(Coordinate labeling data)
═══

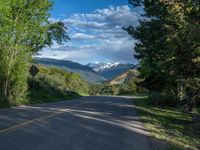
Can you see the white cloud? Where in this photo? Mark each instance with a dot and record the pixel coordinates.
(98, 36)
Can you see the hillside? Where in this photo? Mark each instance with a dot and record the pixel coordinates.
(86, 72)
(110, 70)
(124, 78)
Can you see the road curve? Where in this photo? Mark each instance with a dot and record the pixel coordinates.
(88, 123)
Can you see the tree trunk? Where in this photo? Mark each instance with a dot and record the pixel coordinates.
(192, 107)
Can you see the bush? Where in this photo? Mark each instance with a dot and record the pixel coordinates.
(166, 98)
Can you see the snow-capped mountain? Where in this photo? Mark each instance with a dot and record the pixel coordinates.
(111, 70)
(98, 67)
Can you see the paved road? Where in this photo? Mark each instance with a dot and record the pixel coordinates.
(88, 123)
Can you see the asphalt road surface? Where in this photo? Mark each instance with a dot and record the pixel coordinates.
(88, 123)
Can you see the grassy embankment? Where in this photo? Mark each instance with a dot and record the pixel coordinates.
(51, 84)
(170, 125)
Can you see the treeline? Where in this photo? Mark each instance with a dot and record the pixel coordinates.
(24, 30)
(168, 48)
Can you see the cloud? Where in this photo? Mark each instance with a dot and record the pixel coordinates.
(98, 36)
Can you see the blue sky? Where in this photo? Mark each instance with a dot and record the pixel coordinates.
(95, 29)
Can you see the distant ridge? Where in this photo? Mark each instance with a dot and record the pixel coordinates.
(111, 70)
(85, 71)
(124, 78)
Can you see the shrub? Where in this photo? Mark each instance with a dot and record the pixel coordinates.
(166, 98)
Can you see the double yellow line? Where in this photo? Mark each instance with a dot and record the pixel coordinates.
(23, 124)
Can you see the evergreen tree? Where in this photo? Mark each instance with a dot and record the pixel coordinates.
(168, 46)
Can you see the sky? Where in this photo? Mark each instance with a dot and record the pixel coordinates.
(95, 30)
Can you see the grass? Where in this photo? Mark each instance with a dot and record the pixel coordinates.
(170, 125)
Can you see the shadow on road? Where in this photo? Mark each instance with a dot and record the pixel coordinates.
(90, 123)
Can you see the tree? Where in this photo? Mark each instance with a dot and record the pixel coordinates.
(168, 45)
(24, 30)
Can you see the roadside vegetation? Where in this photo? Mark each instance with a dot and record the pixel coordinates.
(51, 84)
(168, 49)
(169, 124)
(24, 31)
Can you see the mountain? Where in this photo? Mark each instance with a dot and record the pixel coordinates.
(110, 70)
(86, 72)
(124, 78)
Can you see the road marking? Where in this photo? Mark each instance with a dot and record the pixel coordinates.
(23, 124)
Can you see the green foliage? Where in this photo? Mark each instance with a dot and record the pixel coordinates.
(52, 84)
(168, 45)
(170, 125)
(167, 98)
(24, 30)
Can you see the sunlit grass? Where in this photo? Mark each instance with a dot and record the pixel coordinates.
(170, 125)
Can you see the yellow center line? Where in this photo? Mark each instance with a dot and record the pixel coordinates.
(15, 127)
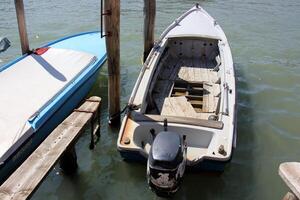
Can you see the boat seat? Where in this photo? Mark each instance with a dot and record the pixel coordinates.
(138, 117)
(177, 106)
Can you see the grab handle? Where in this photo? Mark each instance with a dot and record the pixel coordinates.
(106, 12)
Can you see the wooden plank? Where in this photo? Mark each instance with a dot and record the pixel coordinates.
(177, 106)
(112, 27)
(149, 22)
(22, 26)
(40, 162)
(290, 174)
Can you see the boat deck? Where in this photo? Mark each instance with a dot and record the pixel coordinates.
(186, 87)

═══

**Exercise goal**
Excluding the pictures, restate the records above word for word.

**Problem solution**
Can you see the white cloud? Where in this photo? Mark each instance with a dot and record the pixel coordinates.
(98, 36)
Can you see the hillside? Where in this photo? Mark each instance with a dot and record the pixel coordinates.
(86, 72)
(110, 70)
(124, 78)
Can you see the road curve? Where in this photo? Mark each instance with a dot and record the pixel coordinates.
(88, 123)
Can you see the tree trunk? Where in this photo? Mark each instance with a dot and record the pixel coordinates.
(192, 107)
Can you see the bush? Where in this photo? Mark each instance with a dot and record the pixel coordinates.
(166, 98)
Can you see the snow-capped mountain? Where in this photo? Mark each instance with a dot and record the pixel coordinates.
(111, 70)
(98, 67)
Can you see the paved road? Where in this photo? Mark each instance with a dot and record the pixel coordinates.
(88, 123)
Can you see the asphalt road surface? Where in this photo? Mark each instance with a dot and record the pixel coordinates.
(88, 123)
Can you see the grassy embankment? Where in this photo? Mark each instance with a dot and record the pixel coordinates.
(51, 84)
(170, 125)
Can you see the treeline? Where in this photo? Mark each instance with a dot and record the pixel coordinates.
(24, 30)
(168, 48)
Can you see the cloud? Where in this photo? Mark each instance with a dot and record the pixel coordinates.
(98, 36)
Can you see the blue sky? Where in this photo? Mark each instance with a dot and record the pixel coordinates.
(95, 29)
Can you see the distant ridge? Where in this photo? Mark each instance with a dot and record the pixel coordinates.
(111, 70)
(85, 71)
(124, 78)
Can you see the shrub? Where in this photo? Mark each instance with a dot and record the pixel coordinates.
(166, 98)
Can you see the double yellow line? Where in this photo? Mark each instance with a dot and record the pixel coordinates.
(23, 124)
Can you see the evergreen tree? Where in this photo? Mark each instance with a dot and record the pixel coordinates.
(168, 46)
Can you see the sky? Where in this photo? Mark each instance with a dot and record the pixel coordinates.
(95, 30)
Can you see the grass? Where in this photo? Mark each instance with a dot and record the pixel coordinates.
(170, 125)
Can you see the shadow on road? Where in this photo? Mark each instance with a dot and record the pixel coordinates.
(90, 123)
Can you see the tree? Where in this photo? Mark each instance with a dot and record the pixel coordinates.
(168, 45)
(24, 30)
Can you see the roadside vegetation? Where in this photo? Mark each instance with a dot and record the pixel coordinates.
(51, 84)
(168, 49)
(169, 124)
(24, 31)
Can you see the mountain? Where in this photo? Mark each instance with a dot and record the pixel coordinates.
(110, 70)
(86, 72)
(124, 78)
Can you see the road marking? Where in this photo? Mark each instance with a dot and record the pixel coordinates.
(23, 124)
Can you see the green foliage? Where in this photo? Mark each instance with a dot and record the pixel coordinates.
(52, 84)
(168, 45)
(170, 125)
(167, 98)
(24, 30)
Can you see the sunlit grass? Where in this photo? Mark each instance with a dot and record the pixel coordinates.
(170, 125)
Can you see the yellow center line? Where in this photo? Mark each instance with a dot and record the pixel coordinates.
(15, 127)
Can you see the boat seat? Where in this photo? Mark each instance with a dot and record the pixel coordinates.
(138, 117)
(177, 106)
Can you see the grab handle? Where in this photo? Mark each instance with a dot and record the pixel coordinates.
(106, 12)
Can you see the wooden plank? Where in this photo? Mark each instance with a dot and record the pixel coordinates.
(177, 106)
(112, 27)
(149, 22)
(22, 26)
(40, 162)
(290, 174)
Can you see the boat deck? Where in this photo? Mark each instance with a dot and record the pixel coordinates.
(186, 87)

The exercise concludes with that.